WRITTEN EXERCISE: Please retype the records below exactly, leaving out any pictures.

MATERIAL FOR THIS EXERCISE:

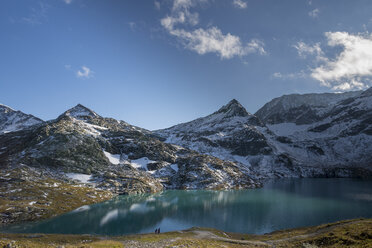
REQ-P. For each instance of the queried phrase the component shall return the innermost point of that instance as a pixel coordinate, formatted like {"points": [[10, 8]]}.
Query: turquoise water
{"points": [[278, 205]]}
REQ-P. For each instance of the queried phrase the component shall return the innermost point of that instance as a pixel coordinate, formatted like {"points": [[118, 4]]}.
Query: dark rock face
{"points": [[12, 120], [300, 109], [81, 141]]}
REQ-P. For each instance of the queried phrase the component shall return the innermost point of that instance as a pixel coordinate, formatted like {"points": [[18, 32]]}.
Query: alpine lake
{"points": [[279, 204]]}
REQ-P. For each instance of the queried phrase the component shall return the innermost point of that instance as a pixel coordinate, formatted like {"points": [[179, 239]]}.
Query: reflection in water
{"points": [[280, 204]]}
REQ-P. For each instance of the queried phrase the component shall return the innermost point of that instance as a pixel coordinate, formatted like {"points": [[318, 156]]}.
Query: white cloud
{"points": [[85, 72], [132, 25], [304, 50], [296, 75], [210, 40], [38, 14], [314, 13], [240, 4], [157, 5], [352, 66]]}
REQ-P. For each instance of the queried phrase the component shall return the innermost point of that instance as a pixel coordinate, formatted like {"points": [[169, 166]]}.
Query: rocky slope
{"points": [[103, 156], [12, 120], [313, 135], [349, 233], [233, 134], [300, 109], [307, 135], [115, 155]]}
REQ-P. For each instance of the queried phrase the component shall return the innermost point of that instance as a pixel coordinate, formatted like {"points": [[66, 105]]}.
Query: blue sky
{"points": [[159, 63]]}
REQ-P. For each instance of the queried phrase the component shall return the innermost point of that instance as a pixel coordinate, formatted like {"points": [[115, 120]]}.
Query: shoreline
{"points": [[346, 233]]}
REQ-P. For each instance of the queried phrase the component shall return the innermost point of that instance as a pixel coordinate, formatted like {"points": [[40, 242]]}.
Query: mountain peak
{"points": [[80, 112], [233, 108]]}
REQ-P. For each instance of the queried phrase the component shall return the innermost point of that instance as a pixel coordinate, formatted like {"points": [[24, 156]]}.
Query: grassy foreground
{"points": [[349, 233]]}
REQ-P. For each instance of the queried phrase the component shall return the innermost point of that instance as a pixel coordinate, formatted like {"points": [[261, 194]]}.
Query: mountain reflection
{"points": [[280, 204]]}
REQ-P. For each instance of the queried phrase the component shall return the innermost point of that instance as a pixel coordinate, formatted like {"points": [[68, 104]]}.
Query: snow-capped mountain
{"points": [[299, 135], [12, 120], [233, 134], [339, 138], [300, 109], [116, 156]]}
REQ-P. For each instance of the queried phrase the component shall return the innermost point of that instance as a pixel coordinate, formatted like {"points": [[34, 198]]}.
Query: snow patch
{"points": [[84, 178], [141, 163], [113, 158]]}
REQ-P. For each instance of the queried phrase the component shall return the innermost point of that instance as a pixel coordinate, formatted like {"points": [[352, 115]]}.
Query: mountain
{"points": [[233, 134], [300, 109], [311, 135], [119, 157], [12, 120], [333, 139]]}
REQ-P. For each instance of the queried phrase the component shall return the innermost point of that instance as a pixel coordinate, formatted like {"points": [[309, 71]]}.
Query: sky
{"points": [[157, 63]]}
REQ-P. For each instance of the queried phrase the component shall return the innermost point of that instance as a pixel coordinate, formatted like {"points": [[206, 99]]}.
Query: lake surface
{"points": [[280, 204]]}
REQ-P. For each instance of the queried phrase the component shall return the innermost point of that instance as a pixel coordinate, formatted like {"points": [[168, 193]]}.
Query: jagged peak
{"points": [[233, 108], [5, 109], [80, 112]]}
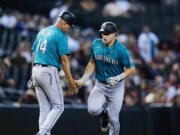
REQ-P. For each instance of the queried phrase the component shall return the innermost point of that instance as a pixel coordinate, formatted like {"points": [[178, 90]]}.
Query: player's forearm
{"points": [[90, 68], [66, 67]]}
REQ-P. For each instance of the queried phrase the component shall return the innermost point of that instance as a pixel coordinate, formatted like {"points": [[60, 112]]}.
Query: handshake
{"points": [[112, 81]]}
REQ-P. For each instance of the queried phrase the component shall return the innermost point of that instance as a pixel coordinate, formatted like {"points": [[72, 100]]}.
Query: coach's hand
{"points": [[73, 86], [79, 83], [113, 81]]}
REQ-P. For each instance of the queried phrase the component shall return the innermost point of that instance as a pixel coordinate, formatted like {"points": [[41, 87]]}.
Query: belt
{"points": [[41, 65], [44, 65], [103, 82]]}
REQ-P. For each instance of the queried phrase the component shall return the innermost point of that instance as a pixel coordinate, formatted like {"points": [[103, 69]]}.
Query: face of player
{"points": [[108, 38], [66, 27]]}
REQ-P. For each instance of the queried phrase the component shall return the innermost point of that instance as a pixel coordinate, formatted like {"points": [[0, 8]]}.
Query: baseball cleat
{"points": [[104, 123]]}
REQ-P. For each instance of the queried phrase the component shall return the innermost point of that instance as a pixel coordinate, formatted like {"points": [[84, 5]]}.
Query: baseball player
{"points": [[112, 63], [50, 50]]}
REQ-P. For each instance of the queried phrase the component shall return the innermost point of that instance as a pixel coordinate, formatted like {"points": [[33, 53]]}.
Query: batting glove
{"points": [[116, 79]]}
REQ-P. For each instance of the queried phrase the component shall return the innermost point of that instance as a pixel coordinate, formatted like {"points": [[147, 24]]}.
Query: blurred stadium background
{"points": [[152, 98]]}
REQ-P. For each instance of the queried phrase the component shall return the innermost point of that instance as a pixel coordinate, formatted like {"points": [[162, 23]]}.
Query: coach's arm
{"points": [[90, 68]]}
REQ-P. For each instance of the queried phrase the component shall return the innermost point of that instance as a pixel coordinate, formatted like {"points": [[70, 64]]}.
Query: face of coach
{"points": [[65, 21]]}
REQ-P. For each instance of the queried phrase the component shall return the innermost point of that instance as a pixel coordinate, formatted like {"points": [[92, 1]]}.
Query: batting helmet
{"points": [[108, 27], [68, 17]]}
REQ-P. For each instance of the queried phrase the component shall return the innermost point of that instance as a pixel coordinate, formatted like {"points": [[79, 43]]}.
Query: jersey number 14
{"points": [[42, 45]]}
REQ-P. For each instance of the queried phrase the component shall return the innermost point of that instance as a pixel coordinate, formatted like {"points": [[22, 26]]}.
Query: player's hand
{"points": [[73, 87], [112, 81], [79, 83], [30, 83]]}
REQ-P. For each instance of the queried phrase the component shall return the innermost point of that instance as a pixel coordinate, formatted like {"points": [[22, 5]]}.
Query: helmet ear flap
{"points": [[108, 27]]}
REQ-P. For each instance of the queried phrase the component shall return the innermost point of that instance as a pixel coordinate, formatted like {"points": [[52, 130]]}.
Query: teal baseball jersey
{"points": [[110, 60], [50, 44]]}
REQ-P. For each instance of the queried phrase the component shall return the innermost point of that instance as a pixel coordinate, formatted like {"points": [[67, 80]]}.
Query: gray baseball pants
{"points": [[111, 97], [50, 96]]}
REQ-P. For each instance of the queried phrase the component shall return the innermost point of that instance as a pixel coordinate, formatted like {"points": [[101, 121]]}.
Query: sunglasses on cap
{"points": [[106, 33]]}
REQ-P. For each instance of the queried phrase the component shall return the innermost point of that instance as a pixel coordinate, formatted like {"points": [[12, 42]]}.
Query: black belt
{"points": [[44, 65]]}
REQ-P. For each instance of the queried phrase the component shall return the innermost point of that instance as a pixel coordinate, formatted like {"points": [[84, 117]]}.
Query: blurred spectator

SOLUTION BELOW:
REQ-P. For each instance of the queried phrase the component shall return the innermost point of that instance as a pixel coordinate, formatted like {"points": [[10, 8]]}.
Query: turquoise water
{"points": [[278, 205]]}
REQ-P. For each instance of the queried phrase the component shall return the innermost point of that instance as a pixel coordinate, formatted like {"points": [[118, 4]]}.
Query: dark rock face
{"points": [[12, 120], [300, 109], [81, 141]]}
REQ-P. For each instance of the queried phrase the component shall return the innermost point of that instance as a pixel coordinate, formatted like {"points": [[18, 32]]}.
Query: alpine lake
{"points": [[279, 204]]}
REQ-P. For each instance of the queried phrase the component shall return the innermost point of that instance as a pixel coordinate, formatted like {"points": [[179, 239]]}.
Query: reflection in water
{"points": [[280, 204]]}
REQ-P. For each instance of the queried phrase the component shall return the innermost point of that instance as a pixel coordinate, formatted like {"points": [[318, 156]]}.
Query: white cloud
{"points": [[85, 72], [132, 25], [304, 50], [296, 75], [210, 40], [38, 14], [314, 13], [240, 4], [157, 5], [352, 66]]}
REQ-P. For each instance of the queried phrase the component shall return the innermost point of that instance as a pixel coordinate, formatted like {"points": [[169, 166]]}.
Query: rocky slope
{"points": [[103, 156], [12, 120], [313, 135], [349, 233], [233, 134], [300, 109], [307, 135], [115, 155]]}
REQ-P. For each instance of the queried phrase the component shall return the innermost point of that instance as a pixel coordinate, formatted like {"points": [[66, 105]]}.
Query: blue sky
{"points": [[159, 63]]}
REQ-P. For each instance of the queried phrase the component shall return the innermost point of that instance as a pixel coordinate, formatted like {"points": [[115, 120]]}.
Query: shoreline
{"points": [[346, 233]]}
REQ-P. For each instance of the queried phrase the component shall return the innermost point of that instance as a pixel coordinate, formatted like {"points": [[40, 242]]}.
Query: mountain peak
{"points": [[80, 112], [233, 108]]}
REQ-P. For each instance of the queried phrase the component shall return the innermost point of that instance as a pixel coordinate, formatted like {"points": [[24, 156]]}.
Query: grassy foreground
{"points": [[349, 233]]}
REQ-P. For each instance of the queried phrase the component shall return the innermost point of that instance as a pixel coordinate, formatted like {"points": [[261, 194]]}.
Query: mountain reflection
{"points": [[280, 204]]}
REQ-P. For each instance of the queried phrase the component shall return the innermost point of that instance as a pixel coordinate, formatted like {"points": [[68, 104]]}.
Query: snow-capped mountain
{"points": [[299, 135], [12, 120], [233, 134], [339, 138], [300, 109], [116, 156]]}
REQ-P. For each instance of the queried phrase the component shall return the innermost point of that instance as a pixel coordinate, formatted like {"points": [[34, 198]]}.
Query: snow patch
{"points": [[84, 178], [141, 163], [113, 158]]}
REQ-P. For each instance of the queried phrase the component shall return the innermost point of that instance as a pixel coordinate, formatted like {"points": [[352, 115]]}.
Query: mountain
{"points": [[233, 134], [300, 109], [311, 135], [119, 157], [12, 120], [333, 139]]}
REQ-P. For each instance of the queried phrase the component shall return the innermost point of that instance as a pixel coordinate, formatted like {"points": [[309, 71]]}.
Query: sky
{"points": [[157, 63]]}
REQ-P. For each instance of the queried phrase the component shall return the innermost point of that instance as a pixel coordinate, formatted like {"points": [[206, 99]]}.
Query: lake surface
{"points": [[280, 204]]}
REQ-P. For each instance of the queried phrase the component shall return the innermost point of that instance as a pixel coordinate, formatted like {"points": [[168, 193]]}.
Query: jagged peak
{"points": [[233, 108], [5, 109], [80, 112]]}
REQ-P. For each instance of the queried phrase the component shall return the innermost point of that instance as a pixel coordinate, formatted like {"points": [[178, 90]]}.
Query: player's forearm
{"points": [[90, 68], [66, 67]]}
REQ-P. For each instance of the queried phrase the component shall return the innermost point of that instance as a pixel coordinate, formatted like {"points": [[60, 112]]}.
Query: handshake
{"points": [[112, 81]]}
REQ-P. For each instance of the queried phrase the component shall return the innermost point of that instance as a pixel coordinate, formatted like {"points": [[72, 100]]}.
Query: coach's hand
{"points": [[73, 86], [79, 83], [113, 81]]}
REQ-P. For each instance of the queried phrase the component shall return the innermost point of that instance as a pixel coordinate, formatted like {"points": [[41, 87]]}.
Query: belt
{"points": [[41, 65], [44, 65], [103, 82]]}
REQ-P. For each instance of the queried phrase the component shall return the innermost point of that instance as a pixel coordinate, formatted like {"points": [[103, 69]]}.
Query: face of player
{"points": [[108, 38], [66, 27]]}
REQ-P. For each instance of the queried phrase the component shall return the innermost point of that instance as a pixel coordinate, formatted like {"points": [[0, 8]]}.
Query: baseball cleat
{"points": [[104, 123]]}
REQ-P. For each instance of the queried phrase the component shall return the innermost point of that instance as a pixel coordinate, formatted like {"points": [[84, 5]]}.
Query: baseball player
{"points": [[112, 63], [50, 50]]}
REQ-P. For each instance of the queried phrase the component shall return the innermost point of that instance as a pixel coordinate, formatted like {"points": [[33, 53]]}.
Query: batting glove
{"points": [[116, 79]]}
REQ-P. For each instance of the queried phrase the component shall return the innermost point of that instance as a pixel coordinate, formatted like {"points": [[147, 24]]}.
Query: blurred stadium background
{"points": [[152, 98]]}
REQ-P. For each instance of the queried phrase the component shall return the innermost point of that instance as a pixel coordinate, formatted like {"points": [[162, 23]]}.
Query: coach's arm
{"points": [[90, 68]]}
REQ-P. For each instance of the queried phrase the component shall return the innermost point of that instance as a pixel coordinate, formatted like {"points": [[70, 64]]}.
Query: face of coach
{"points": [[65, 21]]}
REQ-P. For each instance of the queried phrase the component shall return the innermost point of that instance as a pixel coordinate, formatted like {"points": [[92, 1]]}.
Query: batting helmet
{"points": [[108, 27], [68, 17]]}
REQ-P. For each instance of the queried phrase the component shall return the innermost point of that instance as a pixel coordinate, formatted like {"points": [[79, 43]]}.
Query: jersey number 14
{"points": [[42, 45]]}
REQ-P. For each instance of the queried phrase the component shall return the innermost point of that instance as a pixel coordinate, formatted like {"points": [[22, 26]]}.
Query: player's hand
{"points": [[73, 87], [112, 81], [79, 83], [30, 83]]}
REQ-P. For each instance of the queried phrase the component shall return the innermost point of that instance as a pixel coordinate, formatted like {"points": [[22, 5]]}.
Query: helmet ear flap
{"points": [[108, 27]]}
REQ-P. For each instance of the queried phrase the component shall return the innermost point of that instance as a pixel coordinate, formatted like {"points": [[52, 130]]}.
Query: teal baseball jersey
{"points": [[110, 60], [50, 44]]}
REQ-P. For each instance of the queried phrase the component shall return the innermost point of that instance as a pixel coordinate, formatted like {"points": [[67, 80]]}.
Query: gray baseball pants
{"points": [[111, 97], [50, 96]]}
REQ-P. For each instance of the queried phrase the component shall return the innermost point of that instance as a pixel coordinate, formatted like {"points": [[101, 121]]}.
Query: sunglasses on cap
{"points": [[106, 33]]}
REQ-P. For each instance of the queried phrase the component shall return the innermost point of that instance as a pixel coordinate, formatted like {"points": [[12, 42]]}.
Query: black belt
{"points": [[44, 65]]}
REQ-P. For each instance of the queried phrase the component shall return the innermost point of that instance as a pixel coordinate, formatted like {"points": [[84, 117]]}.
Query: blurred spectator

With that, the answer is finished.